Study text:
--- START ---

Basketball: Leadership is a Sine Qua Non of Coaching Excellence



Coaches lead and teach leadership. There's no shortcut, no cookie cutter leadership course. Studies have never shown an ideal skillset or pathway. Leadership books fill libraries but each of us defines our leadership vision. 

We know authentic leadership when we see it. Every great coach excels at leadership. 

Ethical leadership translates into positive actions. Authentic leadership gets the buy in making David Cottrell's "the main thing is the main thing." The main thing informs values and elevates organizations (family, team, community, business, government). It takes little imagination to recite toppled dictators and messianic "leaders" - Hitler, Duvalier, Ceausescu, Jim Jones, David Koresh. 

Unethical leadership collapses under its own weight. As Lincoln said, "you can fool all of the people some of the time and some of the people all of the time, but you cannot fool all the people all of the time." 



Leaders have stories. They often overcame difficult circumstances. Son of Greek immigrants, P. Roy Vagelos grew up during the depression. After a research career in medicine, he became CEO of Merck. Merck developed and distributed freely a drug to treat River Blindness (Onchocerciasis) in Africa. Patients couldn't afford ivermectin but Vagelos made an unpopular (among shareholders) executive decision to give the drug away, extinguishing River Blindness as a public health problem for tens of millions of Africans. In the end, Merck's philanthropy also opened new markets (including Japan) that led to profits that dwarfed Merck's generosity. Doing the right thing led the company to be seen as doing business right.

--- END ---

Records shown:
--- START ---

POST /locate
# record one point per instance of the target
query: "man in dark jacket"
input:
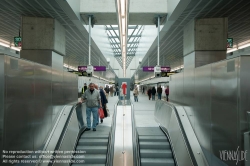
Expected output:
(153, 93)
(104, 101)
(167, 92)
(149, 93)
(159, 91)
(92, 98)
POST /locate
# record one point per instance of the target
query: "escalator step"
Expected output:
(148, 138)
(94, 137)
(156, 153)
(93, 149)
(157, 162)
(88, 165)
(154, 145)
(94, 159)
(96, 142)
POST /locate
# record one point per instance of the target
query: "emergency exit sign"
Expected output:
(18, 41)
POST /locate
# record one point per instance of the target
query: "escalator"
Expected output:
(154, 147)
(94, 146)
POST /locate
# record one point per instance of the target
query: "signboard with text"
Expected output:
(18, 41)
(96, 68)
(167, 74)
(151, 69)
(230, 42)
(84, 73)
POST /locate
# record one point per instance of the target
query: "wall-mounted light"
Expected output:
(9, 46)
(122, 9)
(239, 47)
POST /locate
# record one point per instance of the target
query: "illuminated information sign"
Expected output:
(18, 41)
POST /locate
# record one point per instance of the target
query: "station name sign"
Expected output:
(96, 68)
(18, 41)
(151, 69)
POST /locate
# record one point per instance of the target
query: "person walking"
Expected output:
(111, 90)
(159, 91)
(114, 90)
(85, 87)
(117, 90)
(92, 98)
(167, 92)
(104, 101)
(107, 91)
(136, 94)
(153, 93)
(149, 93)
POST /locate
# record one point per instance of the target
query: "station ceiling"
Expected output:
(171, 45)
(76, 43)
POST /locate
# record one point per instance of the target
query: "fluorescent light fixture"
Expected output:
(70, 67)
(5, 45)
(15, 48)
(232, 50)
(122, 10)
(244, 46)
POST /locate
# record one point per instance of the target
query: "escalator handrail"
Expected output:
(186, 140)
(110, 149)
(136, 147)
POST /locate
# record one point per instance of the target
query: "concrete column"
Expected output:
(43, 41)
(205, 41)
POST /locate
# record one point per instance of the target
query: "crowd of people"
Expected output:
(97, 98)
(151, 92)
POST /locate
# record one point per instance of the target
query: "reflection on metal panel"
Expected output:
(31, 97)
(224, 109)
(123, 144)
(2, 85)
(203, 106)
(221, 101)
(166, 117)
(244, 97)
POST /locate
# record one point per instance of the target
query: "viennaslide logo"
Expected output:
(233, 155)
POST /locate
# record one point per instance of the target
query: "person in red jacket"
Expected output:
(167, 92)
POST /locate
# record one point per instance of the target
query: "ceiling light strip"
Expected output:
(122, 7)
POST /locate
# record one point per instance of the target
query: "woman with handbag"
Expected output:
(104, 102)
(136, 93)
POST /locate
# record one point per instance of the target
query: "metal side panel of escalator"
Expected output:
(94, 147)
(154, 147)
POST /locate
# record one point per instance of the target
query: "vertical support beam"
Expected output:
(90, 39)
(158, 55)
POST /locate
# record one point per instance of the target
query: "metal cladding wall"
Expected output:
(216, 98)
(31, 97)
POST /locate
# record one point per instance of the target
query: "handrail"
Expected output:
(59, 141)
(136, 146)
(173, 118)
(110, 151)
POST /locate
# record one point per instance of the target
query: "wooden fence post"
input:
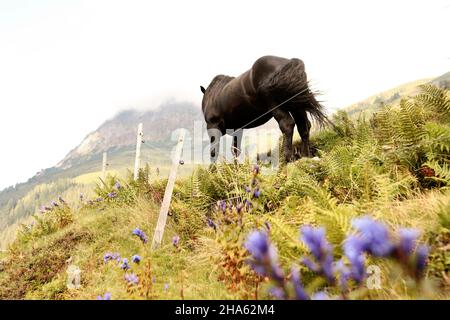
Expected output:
(161, 224)
(139, 140)
(104, 165)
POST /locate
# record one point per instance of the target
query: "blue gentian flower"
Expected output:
(136, 258)
(211, 223)
(112, 194)
(132, 278)
(176, 241)
(125, 265)
(354, 251)
(256, 193)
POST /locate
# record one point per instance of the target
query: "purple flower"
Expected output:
(375, 236)
(222, 205)
(211, 223)
(131, 278)
(311, 265)
(106, 296)
(136, 258)
(407, 241)
(138, 232)
(256, 193)
(176, 241)
(125, 265)
(300, 293)
(320, 296)
(277, 292)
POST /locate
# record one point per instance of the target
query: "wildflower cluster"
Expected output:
(372, 238)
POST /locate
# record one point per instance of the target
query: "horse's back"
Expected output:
(265, 66)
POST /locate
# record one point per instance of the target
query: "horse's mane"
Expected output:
(215, 87)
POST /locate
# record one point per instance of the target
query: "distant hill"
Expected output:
(117, 136)
(393, 96)
(120, 131)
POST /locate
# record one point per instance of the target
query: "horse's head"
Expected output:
(212, 111)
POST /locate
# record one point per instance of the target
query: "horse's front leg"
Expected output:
(214, 139)
(286, 124)
(303, 127)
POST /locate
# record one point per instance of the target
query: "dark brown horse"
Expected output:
(273, 87)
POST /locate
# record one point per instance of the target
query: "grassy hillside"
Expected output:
(393, 168)
(393, 96)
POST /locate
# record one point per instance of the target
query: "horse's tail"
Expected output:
(290, 83)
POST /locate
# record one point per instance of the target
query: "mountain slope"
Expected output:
(121, 130)
(393, 96)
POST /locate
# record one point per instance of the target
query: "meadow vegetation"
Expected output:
(385, 173)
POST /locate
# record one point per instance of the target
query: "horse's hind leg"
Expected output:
(286, 124)
(303, 128)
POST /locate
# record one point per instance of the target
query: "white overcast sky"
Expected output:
(66, 66)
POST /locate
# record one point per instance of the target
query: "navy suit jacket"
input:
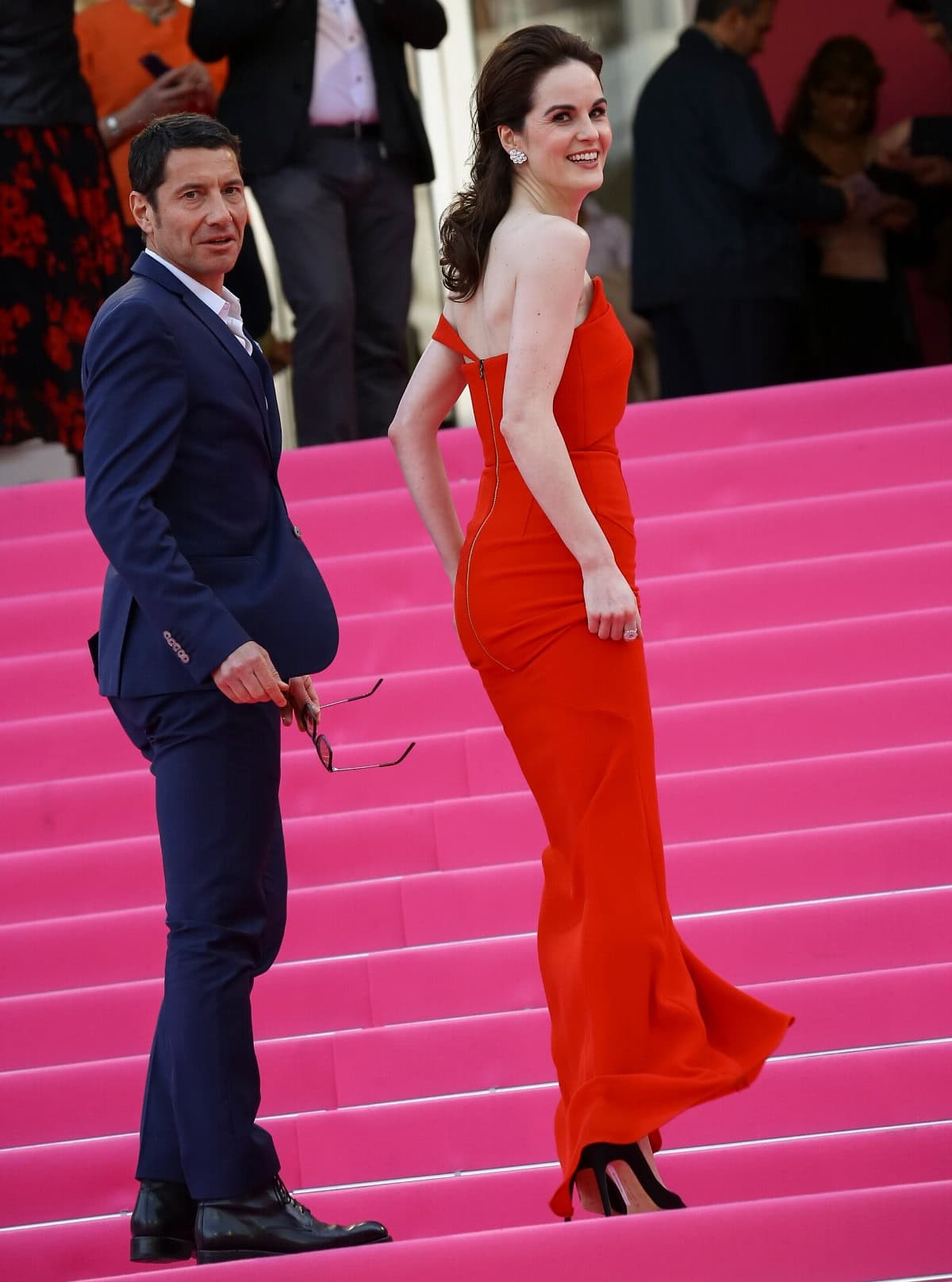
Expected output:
(716, 197)
(181, 453)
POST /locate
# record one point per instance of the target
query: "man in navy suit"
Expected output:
(210, 603)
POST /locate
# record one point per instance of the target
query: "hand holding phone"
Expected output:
(154, 64)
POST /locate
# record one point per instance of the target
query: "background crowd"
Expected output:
(758, 251)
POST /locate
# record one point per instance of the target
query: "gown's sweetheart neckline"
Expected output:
(597, 293)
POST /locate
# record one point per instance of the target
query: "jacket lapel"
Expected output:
(219, 331)
(271, 397)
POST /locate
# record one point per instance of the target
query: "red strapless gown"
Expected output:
(641, 1028)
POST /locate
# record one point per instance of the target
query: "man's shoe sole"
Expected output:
(159, 1250)
(214, 1257)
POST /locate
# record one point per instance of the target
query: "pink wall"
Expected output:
(919, 76)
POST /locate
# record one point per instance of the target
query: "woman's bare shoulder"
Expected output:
(537, 236)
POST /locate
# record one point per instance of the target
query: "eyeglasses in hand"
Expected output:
(326, 754)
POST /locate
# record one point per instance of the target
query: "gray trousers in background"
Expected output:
(341, 218)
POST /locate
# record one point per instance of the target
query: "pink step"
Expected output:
(662, 427)
(308, 474)
(858, 858)
(693, 736)
(806, 1235)
(356, 1067)
(347, 543)
(679, 605)
(804, 1095)
(478, 977)
(682, 670)
(332, 921)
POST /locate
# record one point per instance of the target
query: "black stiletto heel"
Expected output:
(631, 1180)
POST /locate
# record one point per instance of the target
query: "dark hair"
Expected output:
(150, 148)
(842, 56)
(502, 95)
(708, 10)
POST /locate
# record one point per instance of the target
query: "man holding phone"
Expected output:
(137, 63)
(210, 599)
(136, 59)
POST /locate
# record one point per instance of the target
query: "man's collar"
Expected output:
(202, 291)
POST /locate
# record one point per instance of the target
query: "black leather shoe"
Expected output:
(163, 1223)
(271, 1223)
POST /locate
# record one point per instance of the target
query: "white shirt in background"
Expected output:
(344, 79)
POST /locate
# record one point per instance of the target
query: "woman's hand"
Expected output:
(610, 604)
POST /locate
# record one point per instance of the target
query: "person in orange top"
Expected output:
(114, 36)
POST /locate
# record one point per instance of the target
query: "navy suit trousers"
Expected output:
(217, 770)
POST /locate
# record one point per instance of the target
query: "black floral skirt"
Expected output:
(62, 253)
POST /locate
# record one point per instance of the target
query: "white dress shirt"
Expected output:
(344, 80)
(225, 305)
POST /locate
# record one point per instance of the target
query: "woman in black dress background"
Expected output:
(62, 244)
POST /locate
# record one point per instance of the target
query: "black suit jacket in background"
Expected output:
(271, 48)
(716, 197)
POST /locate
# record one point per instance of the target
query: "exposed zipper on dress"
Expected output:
(482, 527)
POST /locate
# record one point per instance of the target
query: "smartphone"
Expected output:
(154, 64)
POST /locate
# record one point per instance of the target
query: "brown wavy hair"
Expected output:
(504, 95)
(842, 56)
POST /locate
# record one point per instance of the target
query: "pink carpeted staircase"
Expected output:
(796, 570)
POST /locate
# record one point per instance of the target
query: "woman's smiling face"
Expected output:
(566, 132)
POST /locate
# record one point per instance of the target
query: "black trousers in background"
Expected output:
(722, 345)
(343, 222)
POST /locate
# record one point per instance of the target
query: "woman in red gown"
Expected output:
(547, 613)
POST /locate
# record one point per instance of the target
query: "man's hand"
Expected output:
(931, 171)
(248, 676)
(302, 695)
(892, 145)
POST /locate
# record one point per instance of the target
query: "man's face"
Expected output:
(935, 29)
(747, 33)
(200, 213)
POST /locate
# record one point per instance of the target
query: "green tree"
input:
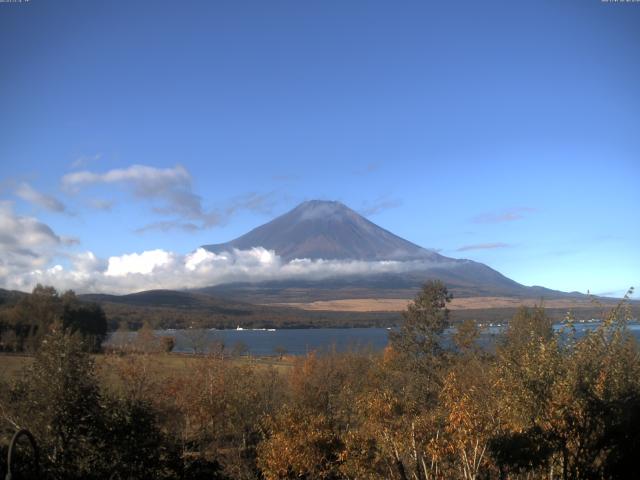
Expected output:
(425, 319)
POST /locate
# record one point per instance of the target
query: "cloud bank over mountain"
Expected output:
(161, 269)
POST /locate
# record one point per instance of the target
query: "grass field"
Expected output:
(159, 364)
(469, 303)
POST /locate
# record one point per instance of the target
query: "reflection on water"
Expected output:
(301, 341)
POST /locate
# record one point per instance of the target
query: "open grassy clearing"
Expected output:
(160, 365)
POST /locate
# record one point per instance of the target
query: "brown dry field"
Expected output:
(399, 304)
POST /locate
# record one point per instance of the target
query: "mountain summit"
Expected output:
(328, 230)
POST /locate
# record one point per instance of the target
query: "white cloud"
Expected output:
(154, 269)
(170, 192)
(31, 195)
(145, 263)
(25, 242)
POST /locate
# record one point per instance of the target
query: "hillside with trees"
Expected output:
(544, 405)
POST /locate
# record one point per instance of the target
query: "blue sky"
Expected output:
(504, 132)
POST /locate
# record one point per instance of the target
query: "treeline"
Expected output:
(543, 405)
(24, 323)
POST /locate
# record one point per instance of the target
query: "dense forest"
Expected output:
(544, 404)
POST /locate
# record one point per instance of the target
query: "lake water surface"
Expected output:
(301, 341)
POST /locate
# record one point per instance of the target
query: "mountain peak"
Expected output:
(320, 229)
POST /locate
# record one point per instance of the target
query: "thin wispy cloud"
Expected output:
(509, 215)
(483, 246)
(254, 202)
(169, 188)
(25, 243)
(100, 204)
(171, 193)
(85, 160)
(378, 206)
(367, 169)
(39, 199)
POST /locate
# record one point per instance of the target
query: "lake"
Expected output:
(300, 341)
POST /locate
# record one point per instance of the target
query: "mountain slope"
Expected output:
(332, 231)
(328, 230)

--- END ---

Activity list:
1. In the text on basketball leadership, what drug did Merck give away to treat River Blindness?
2. Return the basketball leadership text word for word from "Basketball: Leadership is" to "excels at leadership.".

Answers in order:
1. Ivermectin.

2.
Basketball: Leadership is a Sine Qua Non of Coaching Excellence



Coaches lead and teach leadership. There's no shortcut, no cookie cutter leadership course. Studies have never shown an ideal skillset or pathway. Leadership books fill libraries but each of us defines our leadership vision. 

We know authentic leadership when we see it. Every great coach excels at leadership.